- PROBLEM REQUIREMENTS:
Emit only the lines from the line containing "goggles and give integer pixel coordinates." through the last line of the entries, unchanged.

- DATA FOR THE TASK:

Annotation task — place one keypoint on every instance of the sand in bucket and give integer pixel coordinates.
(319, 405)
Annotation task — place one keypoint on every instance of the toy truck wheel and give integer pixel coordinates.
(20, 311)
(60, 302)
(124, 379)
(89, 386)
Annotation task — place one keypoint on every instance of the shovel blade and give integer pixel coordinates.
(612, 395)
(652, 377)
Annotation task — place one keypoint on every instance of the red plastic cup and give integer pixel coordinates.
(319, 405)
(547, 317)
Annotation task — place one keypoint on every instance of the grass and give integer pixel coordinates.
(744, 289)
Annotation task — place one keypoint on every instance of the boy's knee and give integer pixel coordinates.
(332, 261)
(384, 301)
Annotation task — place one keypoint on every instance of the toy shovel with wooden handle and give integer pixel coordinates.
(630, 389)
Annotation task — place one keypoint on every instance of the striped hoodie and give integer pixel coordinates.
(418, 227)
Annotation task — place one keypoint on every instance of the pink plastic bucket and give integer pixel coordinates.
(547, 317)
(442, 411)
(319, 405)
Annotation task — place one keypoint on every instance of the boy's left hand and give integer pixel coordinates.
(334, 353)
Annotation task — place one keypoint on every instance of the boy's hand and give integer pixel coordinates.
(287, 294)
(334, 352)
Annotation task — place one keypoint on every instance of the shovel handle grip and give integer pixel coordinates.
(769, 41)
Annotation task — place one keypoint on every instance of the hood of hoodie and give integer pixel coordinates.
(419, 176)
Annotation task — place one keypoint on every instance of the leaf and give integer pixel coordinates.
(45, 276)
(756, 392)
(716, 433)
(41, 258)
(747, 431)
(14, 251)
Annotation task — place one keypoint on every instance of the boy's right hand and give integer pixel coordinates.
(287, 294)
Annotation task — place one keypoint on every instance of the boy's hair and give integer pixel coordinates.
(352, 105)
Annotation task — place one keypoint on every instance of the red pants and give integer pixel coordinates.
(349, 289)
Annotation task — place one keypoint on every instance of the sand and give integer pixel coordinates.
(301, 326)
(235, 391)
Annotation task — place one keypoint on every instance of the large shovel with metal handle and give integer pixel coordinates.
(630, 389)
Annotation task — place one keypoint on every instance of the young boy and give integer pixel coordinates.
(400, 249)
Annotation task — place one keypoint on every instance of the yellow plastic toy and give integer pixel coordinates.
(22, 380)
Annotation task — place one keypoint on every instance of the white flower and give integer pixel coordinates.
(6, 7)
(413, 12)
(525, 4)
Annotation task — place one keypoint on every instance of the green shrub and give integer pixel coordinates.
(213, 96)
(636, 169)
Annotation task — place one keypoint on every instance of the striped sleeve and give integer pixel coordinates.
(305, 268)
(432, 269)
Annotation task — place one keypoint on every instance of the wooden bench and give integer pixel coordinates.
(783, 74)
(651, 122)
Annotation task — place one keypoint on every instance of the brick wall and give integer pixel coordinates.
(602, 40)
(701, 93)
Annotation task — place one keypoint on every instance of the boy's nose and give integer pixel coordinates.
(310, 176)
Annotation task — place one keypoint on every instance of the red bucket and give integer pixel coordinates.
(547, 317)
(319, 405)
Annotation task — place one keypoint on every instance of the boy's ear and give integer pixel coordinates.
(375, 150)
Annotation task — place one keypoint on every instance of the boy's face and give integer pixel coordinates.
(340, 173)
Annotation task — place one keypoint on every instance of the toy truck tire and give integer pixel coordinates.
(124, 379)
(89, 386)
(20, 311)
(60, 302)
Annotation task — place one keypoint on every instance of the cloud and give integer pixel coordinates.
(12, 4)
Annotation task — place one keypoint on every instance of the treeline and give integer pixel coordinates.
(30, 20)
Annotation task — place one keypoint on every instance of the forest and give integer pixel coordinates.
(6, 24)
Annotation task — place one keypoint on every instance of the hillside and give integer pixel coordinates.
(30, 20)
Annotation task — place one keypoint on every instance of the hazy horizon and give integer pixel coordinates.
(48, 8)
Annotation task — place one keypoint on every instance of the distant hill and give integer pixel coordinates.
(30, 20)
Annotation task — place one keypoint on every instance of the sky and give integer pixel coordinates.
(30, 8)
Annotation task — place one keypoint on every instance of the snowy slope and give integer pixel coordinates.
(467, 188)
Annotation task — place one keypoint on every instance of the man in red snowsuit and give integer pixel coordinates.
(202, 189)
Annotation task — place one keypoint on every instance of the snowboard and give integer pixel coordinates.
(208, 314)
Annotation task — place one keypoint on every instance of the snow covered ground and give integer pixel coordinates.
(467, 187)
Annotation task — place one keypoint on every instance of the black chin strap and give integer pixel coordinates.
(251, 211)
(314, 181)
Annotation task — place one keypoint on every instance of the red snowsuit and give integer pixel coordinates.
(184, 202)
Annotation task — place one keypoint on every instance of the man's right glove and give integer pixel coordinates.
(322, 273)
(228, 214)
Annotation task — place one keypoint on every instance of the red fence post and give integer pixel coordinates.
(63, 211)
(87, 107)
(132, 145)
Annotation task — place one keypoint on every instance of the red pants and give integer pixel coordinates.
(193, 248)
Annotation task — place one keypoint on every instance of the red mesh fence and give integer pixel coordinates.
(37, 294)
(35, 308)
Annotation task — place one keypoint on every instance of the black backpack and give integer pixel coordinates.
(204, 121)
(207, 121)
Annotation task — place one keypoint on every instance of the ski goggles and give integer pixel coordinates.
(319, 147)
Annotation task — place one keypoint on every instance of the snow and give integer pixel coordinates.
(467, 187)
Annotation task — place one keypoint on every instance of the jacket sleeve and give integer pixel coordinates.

- PROBLEM SOLUTION:
Annotation task — place one keypoint on every instance of the ski goggles and give integer pixel coordinates.
(319, 147)
Annotation task — place one keypoint on every instance of the snow and give integer pixel coordinates.
(467, 187)
Annotation task — place one keypoint on every instance of the jacket sleeve and give integer pixel coordinates.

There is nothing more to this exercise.